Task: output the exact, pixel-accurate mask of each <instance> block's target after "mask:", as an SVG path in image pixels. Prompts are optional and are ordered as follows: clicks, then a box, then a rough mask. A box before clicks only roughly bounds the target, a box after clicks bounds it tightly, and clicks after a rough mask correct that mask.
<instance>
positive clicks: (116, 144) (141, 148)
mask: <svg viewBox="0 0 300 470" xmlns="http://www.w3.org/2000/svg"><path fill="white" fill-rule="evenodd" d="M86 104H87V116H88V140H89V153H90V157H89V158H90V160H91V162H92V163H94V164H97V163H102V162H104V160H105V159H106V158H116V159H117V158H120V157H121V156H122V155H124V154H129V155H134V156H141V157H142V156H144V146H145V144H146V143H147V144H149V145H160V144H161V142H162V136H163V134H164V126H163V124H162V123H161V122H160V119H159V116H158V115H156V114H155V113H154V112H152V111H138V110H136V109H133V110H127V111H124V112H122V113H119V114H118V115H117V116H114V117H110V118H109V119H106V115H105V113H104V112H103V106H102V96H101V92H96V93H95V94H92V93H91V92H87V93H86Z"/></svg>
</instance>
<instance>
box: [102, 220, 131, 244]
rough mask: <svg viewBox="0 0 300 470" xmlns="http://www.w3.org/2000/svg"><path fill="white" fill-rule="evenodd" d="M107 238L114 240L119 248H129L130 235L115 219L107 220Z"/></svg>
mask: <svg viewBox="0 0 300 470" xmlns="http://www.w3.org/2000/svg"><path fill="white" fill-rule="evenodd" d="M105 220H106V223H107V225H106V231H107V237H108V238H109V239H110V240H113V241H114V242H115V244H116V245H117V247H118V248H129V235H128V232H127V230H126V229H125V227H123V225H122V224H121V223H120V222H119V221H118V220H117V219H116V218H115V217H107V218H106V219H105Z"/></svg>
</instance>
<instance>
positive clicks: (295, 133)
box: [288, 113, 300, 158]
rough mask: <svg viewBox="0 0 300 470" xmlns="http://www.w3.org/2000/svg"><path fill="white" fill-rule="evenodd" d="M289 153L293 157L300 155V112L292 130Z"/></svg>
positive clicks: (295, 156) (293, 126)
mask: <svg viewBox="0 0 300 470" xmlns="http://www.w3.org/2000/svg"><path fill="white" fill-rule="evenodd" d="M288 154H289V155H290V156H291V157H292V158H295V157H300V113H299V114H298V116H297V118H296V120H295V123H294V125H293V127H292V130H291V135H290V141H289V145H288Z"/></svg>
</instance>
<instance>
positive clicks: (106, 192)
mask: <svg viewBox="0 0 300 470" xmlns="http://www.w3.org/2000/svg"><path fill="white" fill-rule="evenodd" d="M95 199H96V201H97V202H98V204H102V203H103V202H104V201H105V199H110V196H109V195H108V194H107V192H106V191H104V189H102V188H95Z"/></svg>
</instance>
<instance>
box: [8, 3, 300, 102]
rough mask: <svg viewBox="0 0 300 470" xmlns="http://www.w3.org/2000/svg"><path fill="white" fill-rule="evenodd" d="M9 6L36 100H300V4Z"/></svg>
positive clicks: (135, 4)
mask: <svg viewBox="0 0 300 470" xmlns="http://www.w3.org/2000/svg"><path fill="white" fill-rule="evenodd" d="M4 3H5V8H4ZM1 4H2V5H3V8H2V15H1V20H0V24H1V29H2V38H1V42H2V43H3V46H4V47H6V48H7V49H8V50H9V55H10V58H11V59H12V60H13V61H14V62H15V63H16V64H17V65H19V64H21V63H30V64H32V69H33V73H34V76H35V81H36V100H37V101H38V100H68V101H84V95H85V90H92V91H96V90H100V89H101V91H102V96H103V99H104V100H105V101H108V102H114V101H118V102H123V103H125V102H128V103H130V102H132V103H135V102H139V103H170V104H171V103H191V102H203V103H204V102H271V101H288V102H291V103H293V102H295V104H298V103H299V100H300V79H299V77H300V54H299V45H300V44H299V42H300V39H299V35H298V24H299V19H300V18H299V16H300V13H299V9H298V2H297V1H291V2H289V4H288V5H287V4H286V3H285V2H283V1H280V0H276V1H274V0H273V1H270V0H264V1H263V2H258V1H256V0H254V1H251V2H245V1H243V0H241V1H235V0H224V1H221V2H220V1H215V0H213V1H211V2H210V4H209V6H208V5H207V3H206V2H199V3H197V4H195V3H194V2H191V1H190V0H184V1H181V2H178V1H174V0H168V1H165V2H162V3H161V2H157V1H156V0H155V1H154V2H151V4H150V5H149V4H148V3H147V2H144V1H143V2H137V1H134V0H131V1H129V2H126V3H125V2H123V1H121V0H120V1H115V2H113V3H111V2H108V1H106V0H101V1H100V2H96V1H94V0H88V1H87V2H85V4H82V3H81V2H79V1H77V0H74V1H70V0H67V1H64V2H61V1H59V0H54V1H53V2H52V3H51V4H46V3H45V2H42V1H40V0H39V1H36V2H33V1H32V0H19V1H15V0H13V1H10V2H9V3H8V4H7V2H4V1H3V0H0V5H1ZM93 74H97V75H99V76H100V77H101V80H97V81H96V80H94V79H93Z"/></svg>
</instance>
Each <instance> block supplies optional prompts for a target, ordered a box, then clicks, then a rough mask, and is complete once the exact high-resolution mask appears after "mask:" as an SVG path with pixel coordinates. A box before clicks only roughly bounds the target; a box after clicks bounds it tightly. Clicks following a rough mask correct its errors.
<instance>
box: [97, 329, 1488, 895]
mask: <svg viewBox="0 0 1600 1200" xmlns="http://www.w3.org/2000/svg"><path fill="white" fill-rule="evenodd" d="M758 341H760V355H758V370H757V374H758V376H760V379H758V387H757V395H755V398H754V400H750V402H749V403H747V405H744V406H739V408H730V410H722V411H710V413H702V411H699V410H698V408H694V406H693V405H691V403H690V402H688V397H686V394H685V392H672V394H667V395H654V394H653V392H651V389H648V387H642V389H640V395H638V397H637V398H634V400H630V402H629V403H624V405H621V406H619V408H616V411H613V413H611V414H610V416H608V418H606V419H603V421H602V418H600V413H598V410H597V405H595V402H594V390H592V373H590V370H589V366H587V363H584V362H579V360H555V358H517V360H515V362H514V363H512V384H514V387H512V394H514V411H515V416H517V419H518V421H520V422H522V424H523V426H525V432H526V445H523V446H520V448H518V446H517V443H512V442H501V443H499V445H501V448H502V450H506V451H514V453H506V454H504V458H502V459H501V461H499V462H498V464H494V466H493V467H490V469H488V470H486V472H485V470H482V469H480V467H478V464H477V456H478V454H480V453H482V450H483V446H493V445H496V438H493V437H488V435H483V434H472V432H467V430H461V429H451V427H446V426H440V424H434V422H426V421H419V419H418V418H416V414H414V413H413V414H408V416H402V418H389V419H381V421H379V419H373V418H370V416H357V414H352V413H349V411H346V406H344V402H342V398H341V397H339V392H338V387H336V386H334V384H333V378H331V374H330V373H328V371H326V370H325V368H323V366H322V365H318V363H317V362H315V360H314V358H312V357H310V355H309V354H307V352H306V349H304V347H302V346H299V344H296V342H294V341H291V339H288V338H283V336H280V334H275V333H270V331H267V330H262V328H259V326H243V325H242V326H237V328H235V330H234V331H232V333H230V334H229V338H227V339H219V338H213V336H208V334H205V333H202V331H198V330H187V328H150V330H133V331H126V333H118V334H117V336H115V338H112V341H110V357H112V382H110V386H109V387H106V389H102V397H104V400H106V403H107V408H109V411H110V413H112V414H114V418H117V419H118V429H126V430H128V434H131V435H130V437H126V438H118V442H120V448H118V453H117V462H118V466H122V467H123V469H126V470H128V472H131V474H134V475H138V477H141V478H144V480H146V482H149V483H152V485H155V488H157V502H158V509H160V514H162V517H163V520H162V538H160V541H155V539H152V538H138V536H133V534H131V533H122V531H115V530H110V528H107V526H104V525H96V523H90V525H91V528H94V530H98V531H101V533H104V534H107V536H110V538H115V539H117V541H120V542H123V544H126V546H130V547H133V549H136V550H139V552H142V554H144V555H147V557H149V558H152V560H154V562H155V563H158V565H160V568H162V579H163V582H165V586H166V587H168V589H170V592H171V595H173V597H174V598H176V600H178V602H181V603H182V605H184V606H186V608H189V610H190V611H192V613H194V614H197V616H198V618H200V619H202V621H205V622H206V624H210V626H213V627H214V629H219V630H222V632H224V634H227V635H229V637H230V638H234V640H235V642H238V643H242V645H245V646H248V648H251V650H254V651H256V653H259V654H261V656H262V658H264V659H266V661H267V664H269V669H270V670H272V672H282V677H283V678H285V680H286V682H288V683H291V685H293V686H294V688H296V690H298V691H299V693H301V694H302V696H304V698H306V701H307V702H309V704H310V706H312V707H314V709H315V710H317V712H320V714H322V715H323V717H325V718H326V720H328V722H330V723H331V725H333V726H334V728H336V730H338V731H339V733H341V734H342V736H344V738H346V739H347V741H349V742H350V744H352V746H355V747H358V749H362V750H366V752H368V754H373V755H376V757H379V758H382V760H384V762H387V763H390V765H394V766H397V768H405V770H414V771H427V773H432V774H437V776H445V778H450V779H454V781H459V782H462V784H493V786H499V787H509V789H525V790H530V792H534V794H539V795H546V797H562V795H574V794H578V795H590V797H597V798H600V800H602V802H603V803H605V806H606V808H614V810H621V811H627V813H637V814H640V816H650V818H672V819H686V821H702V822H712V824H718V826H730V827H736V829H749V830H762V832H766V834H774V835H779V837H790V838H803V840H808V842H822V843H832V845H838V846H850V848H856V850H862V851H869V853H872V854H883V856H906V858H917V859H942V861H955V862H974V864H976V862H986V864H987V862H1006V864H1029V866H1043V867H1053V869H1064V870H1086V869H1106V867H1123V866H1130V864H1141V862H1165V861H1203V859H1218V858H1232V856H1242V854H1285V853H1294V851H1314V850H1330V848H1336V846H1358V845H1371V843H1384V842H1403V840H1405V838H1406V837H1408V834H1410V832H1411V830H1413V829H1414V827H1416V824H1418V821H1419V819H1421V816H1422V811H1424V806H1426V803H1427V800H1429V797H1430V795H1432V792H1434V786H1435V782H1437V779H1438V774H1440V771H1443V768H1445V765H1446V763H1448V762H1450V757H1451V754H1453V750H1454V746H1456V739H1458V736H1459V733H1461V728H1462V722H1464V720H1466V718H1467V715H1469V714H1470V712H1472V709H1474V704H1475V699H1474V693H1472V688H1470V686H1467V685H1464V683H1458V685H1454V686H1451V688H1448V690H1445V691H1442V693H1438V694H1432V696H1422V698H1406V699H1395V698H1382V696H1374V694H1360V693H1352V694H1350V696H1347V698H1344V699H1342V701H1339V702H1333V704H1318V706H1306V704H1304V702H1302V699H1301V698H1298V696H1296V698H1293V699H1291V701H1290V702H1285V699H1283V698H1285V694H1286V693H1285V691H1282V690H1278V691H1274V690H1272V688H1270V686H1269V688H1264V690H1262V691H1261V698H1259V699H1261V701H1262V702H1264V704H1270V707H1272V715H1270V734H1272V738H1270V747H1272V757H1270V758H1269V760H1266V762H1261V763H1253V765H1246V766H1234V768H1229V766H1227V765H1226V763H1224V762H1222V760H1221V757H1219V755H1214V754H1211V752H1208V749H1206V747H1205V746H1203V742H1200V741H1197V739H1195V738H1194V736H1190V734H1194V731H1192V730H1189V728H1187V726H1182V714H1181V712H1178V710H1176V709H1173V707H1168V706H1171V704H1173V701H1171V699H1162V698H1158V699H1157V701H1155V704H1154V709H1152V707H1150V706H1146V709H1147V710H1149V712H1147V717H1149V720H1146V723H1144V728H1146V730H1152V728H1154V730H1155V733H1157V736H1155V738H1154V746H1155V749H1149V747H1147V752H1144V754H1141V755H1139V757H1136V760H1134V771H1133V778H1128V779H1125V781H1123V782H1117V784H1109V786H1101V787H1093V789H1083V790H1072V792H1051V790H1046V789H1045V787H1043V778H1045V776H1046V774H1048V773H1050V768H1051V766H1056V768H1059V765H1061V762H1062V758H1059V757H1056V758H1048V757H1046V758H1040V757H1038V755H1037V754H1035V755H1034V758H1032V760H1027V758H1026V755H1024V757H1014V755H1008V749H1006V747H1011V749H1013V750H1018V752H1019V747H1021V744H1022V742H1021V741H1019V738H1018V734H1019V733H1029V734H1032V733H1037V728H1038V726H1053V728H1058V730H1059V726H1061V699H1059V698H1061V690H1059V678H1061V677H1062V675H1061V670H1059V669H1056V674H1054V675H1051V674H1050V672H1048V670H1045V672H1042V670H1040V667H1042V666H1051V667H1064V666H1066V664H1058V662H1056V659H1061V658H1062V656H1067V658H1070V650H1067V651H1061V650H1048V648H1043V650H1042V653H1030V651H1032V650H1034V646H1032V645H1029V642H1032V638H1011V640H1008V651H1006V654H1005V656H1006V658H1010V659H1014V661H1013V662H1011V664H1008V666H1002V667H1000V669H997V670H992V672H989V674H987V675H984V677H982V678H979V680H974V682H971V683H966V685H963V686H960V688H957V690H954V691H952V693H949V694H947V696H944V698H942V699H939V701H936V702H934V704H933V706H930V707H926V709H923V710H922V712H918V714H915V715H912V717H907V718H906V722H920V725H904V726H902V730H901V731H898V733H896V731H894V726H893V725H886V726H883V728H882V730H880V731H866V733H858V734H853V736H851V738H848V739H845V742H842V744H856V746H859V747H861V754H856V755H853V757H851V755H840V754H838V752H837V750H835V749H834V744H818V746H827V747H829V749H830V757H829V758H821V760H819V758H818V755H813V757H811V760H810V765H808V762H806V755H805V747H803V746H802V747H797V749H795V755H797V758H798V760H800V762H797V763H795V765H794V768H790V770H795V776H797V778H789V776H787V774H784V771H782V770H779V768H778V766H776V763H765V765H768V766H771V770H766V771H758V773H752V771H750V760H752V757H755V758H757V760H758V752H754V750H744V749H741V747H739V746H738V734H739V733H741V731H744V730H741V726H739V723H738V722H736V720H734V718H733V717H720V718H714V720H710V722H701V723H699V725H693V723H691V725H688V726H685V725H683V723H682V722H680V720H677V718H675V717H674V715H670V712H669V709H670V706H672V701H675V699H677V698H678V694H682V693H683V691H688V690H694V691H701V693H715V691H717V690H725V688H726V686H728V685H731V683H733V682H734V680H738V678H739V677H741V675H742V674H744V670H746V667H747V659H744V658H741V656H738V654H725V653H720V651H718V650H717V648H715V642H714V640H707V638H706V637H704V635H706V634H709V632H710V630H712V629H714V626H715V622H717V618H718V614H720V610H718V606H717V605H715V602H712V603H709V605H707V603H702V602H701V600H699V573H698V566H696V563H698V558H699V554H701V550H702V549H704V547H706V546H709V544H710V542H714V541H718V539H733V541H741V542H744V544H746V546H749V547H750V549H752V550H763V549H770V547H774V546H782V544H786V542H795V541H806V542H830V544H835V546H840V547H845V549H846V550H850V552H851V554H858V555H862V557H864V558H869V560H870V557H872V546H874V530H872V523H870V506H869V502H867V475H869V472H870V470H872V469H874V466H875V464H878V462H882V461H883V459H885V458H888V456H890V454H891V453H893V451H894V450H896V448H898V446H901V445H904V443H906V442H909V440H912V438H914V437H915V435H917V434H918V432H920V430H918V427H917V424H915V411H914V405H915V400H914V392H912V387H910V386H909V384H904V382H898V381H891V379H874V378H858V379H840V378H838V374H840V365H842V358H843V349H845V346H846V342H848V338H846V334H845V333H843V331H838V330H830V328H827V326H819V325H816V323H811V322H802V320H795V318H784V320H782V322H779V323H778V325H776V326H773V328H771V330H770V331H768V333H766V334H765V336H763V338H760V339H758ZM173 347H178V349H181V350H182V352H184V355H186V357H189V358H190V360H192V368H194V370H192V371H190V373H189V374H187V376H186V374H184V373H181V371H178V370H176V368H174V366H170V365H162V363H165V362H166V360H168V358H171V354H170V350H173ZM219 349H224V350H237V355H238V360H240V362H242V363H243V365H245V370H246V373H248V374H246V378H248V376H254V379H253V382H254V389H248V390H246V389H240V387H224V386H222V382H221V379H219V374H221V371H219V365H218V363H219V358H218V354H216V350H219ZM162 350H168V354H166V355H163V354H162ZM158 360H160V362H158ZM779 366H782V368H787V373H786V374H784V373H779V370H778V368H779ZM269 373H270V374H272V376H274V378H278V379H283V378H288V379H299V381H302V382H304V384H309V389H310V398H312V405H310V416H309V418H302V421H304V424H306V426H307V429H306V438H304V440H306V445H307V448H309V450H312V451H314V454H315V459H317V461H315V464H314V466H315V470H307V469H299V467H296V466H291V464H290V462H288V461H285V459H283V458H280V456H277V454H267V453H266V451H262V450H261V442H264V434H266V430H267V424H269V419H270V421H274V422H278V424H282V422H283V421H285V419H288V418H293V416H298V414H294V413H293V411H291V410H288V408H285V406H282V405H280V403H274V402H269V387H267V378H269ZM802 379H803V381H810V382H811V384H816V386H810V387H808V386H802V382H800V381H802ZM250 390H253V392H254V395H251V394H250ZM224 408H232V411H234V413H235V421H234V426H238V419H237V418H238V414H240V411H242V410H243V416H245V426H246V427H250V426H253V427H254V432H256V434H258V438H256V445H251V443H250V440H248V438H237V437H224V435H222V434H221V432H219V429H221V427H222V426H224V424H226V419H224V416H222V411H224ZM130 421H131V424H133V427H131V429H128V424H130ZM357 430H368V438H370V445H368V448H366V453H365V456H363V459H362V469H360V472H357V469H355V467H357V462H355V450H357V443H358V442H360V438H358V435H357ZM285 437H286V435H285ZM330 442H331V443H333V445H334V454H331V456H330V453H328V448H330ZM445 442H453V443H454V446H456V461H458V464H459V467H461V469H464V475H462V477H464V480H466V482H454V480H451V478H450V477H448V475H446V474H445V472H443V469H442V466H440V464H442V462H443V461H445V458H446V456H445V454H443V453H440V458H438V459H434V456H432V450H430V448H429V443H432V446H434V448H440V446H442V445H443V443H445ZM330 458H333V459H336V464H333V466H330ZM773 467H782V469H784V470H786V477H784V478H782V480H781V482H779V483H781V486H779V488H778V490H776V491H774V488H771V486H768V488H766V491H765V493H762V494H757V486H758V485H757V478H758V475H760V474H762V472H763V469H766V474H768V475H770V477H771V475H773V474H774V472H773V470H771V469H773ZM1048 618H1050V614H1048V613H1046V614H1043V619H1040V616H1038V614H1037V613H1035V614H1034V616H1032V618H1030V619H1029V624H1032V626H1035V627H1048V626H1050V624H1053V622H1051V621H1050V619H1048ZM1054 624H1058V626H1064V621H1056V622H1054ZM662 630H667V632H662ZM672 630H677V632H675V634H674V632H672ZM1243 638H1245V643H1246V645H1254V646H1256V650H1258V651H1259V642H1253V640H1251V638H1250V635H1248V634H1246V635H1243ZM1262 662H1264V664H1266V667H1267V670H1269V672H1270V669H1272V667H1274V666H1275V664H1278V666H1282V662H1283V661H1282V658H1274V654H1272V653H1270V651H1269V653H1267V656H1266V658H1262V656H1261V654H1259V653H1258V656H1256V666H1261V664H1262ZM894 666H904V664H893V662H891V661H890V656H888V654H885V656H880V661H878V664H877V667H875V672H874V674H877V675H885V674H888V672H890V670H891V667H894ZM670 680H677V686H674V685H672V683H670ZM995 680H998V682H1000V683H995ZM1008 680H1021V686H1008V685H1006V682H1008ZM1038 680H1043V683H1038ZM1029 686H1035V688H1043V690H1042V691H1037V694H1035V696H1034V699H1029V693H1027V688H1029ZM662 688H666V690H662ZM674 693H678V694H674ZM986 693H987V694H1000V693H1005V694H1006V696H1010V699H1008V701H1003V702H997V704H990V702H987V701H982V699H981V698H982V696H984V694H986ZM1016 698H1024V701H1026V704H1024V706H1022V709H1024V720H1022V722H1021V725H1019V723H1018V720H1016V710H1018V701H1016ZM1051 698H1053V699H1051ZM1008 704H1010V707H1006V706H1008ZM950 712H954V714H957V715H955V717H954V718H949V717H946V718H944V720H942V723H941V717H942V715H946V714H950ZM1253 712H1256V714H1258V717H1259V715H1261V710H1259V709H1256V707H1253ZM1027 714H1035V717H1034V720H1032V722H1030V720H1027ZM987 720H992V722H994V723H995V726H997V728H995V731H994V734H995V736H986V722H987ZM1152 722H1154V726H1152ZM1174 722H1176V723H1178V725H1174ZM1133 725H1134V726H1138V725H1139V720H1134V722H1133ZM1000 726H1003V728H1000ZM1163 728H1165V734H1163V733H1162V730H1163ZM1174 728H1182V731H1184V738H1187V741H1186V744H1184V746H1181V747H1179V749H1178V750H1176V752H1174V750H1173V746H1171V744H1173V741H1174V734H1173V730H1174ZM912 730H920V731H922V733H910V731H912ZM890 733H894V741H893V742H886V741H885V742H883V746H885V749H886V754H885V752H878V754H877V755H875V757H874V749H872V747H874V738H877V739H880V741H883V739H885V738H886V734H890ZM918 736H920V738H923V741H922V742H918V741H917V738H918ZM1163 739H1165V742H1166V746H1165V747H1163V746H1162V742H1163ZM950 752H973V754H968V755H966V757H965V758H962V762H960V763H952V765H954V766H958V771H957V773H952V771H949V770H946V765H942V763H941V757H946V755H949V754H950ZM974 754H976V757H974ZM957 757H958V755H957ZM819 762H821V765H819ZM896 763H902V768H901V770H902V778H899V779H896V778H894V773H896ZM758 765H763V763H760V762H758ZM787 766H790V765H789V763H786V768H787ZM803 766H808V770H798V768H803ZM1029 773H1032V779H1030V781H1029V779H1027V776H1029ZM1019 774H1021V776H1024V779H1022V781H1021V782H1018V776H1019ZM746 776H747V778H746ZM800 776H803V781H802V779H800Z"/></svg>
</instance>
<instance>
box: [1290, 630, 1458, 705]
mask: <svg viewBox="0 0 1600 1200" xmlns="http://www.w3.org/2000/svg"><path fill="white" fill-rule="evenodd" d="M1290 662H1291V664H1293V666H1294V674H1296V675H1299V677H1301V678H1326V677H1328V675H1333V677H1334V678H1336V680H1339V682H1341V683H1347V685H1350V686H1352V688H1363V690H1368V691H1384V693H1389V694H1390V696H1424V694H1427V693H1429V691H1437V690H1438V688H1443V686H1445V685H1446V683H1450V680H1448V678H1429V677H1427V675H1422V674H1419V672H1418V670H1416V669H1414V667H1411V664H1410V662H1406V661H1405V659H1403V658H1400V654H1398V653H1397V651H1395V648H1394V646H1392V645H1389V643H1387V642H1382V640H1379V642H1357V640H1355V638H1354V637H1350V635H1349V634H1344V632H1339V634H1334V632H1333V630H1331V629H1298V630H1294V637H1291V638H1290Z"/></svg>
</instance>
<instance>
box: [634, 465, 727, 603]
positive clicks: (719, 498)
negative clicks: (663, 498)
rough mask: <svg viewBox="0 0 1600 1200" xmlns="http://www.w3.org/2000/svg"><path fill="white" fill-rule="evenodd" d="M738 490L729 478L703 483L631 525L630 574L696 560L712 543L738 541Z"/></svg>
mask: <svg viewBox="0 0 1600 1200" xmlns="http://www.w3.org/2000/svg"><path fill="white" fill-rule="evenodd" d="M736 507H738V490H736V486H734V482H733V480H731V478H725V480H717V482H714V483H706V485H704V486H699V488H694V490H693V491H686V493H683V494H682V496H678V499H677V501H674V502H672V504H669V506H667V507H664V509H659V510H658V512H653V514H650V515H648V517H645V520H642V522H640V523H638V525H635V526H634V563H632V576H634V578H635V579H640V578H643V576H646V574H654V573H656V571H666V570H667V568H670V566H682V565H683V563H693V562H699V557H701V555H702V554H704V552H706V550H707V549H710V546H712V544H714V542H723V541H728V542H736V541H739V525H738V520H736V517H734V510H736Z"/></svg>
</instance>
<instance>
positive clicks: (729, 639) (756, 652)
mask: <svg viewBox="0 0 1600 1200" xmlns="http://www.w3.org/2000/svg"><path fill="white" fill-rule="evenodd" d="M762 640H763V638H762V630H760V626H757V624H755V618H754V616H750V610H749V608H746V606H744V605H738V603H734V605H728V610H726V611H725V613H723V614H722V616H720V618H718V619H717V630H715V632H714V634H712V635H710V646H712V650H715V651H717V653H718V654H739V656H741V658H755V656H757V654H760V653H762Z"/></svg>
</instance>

========

● GOAL OF THE EXERCISE
Each line from the one containing "490L729 478L703 483L631" through the last line of the entries above is to be returned exactly, and no others.

● REPLY TO THE TASK
rough mask: <svg viewBox="0 0 1600 1200" xmlns="http://www.w3.org/2000/svg"><path fill="white" fill-rule="evenodd" d="M738 490L729 478L703 483L631 525L630 574L696 560L712 543L738 541Z"/></svg>
mask: <svg viewBox="0 0 1600 1200" xmlns="http://www.w3.org/2000/svg"><path fill="white" fill-rule="evenodd" d="M736 507H738V490H736V486H734V482H733V480H731V478H725V480H717V482H714V483H706V485H704V486H699V488H694V490H693V491H686V493H683V494H682V496H678V499H677V501H674V502H672V504H669V506H667V507H664V509H659V510H658V512H653V514H650V515H648V517H645V520H642V522H640V523H638V525H635V526H634V563H632V576H634V578H635V579H640V578H643V576H646V574H654V573H656V571H666V570H667V568H670V566H682V565H683V563H693V562H699V557H701V555H702V554H704V552H706V550H707V549H710V546H712V544H714V542H723V541H728V542H736V541H739V525H738V520H736V517H734V510H736Z"/></svg>
</instance>
<instance>
positive clicks: (729, 639) (756, 652)
mask: <svg viewBox="0 0 1600 1200" xmlns="http://www.w3.org/2000/svg"><path fill="white" fill-rule="evenodd" d="M762 640H763V638H762V630H760V626H757V624H755V618H754V616H750V610H749V608H746V606H744V605H738V603H734V605H728V610H726V611H725V613H723V614H722V616H720V618H718V619H717V630H715V632H714V634H712V635H710V646H712V650H715V651H717V653H718V654H739V656H741V658H755V656H757V654H760V653H762Z"/></svg>
</instance>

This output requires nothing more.